**Extracto del documento**
El anuncio la semana pasada apenas se dejó sentir en el turbio revuelto de la opinión pública: La Gran Recesión, la contracción de la actividad económica más larga y acusada desde la Segunda Guerra Mundial, finalizó técnicamente en junio de 2009.
Esto podría ser una recuperación, pero a la mayoría de la gente le sigue sin parecer una: la confianza es volátil, el paro supera el 9%. No es raro que la opinión pública sea pasto del pánico, y que los grupos políticos marginales estén de moda. Hasta las buenas noticias hacen que la gente se sienta de mal humor.
Volvamos al anuncio del pasado lunes realizado por el Instituto Nacional de Investigación Económica, el que hace la crónica del ciclo económico. El grupo dice que el declive de la producción económica que comenzó en diciembre de 2007 se prolongó durante 18 meses, y que el empleo había seguido cayendo otros seis meses después.

**Líneas extraídas**
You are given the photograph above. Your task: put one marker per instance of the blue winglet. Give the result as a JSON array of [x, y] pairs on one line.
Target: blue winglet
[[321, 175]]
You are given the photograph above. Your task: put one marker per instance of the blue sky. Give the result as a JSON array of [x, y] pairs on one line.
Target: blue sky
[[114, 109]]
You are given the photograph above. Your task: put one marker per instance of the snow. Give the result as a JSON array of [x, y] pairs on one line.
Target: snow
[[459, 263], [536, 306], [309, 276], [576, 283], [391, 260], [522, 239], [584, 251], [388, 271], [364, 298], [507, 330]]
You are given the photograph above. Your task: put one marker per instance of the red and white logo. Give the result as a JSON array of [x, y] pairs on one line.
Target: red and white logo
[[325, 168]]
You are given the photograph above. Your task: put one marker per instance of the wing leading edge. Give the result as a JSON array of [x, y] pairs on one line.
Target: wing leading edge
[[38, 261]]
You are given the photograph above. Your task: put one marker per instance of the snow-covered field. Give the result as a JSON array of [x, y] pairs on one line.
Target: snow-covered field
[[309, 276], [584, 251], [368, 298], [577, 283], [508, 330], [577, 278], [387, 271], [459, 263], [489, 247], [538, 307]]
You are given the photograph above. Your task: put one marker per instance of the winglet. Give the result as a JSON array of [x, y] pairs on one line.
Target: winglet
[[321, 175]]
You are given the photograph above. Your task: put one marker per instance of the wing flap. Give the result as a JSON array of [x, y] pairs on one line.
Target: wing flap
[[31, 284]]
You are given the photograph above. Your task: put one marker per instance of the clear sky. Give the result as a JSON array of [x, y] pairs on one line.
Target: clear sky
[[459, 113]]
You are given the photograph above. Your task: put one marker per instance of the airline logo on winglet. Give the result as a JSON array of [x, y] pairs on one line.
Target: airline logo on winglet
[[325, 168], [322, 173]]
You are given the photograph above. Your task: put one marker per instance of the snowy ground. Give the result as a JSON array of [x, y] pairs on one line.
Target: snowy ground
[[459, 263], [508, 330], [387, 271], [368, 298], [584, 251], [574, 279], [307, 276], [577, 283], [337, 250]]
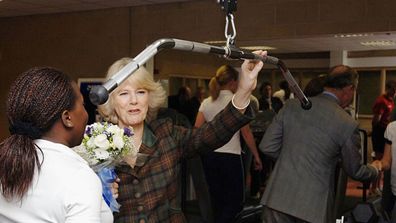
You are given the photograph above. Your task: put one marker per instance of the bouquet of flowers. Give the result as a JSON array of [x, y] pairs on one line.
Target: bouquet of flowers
[[105, 145]]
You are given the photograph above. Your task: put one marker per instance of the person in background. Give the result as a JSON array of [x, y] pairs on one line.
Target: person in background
[[196, 102], [382, 109], [388, 164], [148, 192], [284, 92], [267, 101], [223, 167], [42, 179], [307, 145], [315, 86]]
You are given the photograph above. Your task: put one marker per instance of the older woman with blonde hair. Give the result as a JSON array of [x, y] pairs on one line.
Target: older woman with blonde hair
[[148, 191]]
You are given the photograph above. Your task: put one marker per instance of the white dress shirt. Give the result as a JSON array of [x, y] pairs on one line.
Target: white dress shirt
[[65, 190], [210, 109]]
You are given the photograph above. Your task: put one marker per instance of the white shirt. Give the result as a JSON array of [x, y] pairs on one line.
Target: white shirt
[[65, 190], [281, 95], [390, 134], [210, 109]]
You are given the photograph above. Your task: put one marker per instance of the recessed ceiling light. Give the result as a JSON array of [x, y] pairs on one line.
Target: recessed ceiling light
[[215, 42], [379, 43], [352, 35], [258, 48]]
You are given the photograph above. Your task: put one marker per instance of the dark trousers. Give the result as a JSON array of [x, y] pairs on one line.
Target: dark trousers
[[273, 216], [224, 175]]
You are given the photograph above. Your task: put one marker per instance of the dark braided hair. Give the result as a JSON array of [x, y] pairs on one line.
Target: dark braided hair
[[35, 102]]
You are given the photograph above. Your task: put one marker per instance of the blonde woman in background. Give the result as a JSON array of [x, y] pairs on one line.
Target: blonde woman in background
[[148, 192], [223, 167]]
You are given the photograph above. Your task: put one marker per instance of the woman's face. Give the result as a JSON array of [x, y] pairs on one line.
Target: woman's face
[[130, 104], [79, 116]]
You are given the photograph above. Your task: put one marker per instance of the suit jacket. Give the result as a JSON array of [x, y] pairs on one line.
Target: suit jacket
[[149, 192], [307, 145]]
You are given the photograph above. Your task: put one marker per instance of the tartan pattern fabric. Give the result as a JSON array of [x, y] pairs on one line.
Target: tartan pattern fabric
[[149, 193]]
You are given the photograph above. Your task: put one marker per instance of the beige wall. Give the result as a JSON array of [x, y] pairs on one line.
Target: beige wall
[[84, 44]]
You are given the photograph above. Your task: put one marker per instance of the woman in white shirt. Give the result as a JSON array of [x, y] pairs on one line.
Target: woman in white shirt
[[223, 167], [42, 179]]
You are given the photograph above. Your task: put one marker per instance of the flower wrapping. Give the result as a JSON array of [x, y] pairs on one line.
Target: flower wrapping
[[104, 146]]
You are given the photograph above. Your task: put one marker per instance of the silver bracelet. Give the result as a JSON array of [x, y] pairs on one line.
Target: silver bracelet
[[239, 108]]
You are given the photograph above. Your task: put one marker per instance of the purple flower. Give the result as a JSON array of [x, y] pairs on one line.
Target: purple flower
[[88, 131], [127, 132]]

**Objetivo del ejercicio**
Según el extracto sobre la Gran Recesión, ¿cuántos meses duró el declive de la producción económica que comenzó en diciembre de 2007?

**Solución escrita**
Duró 18 meses.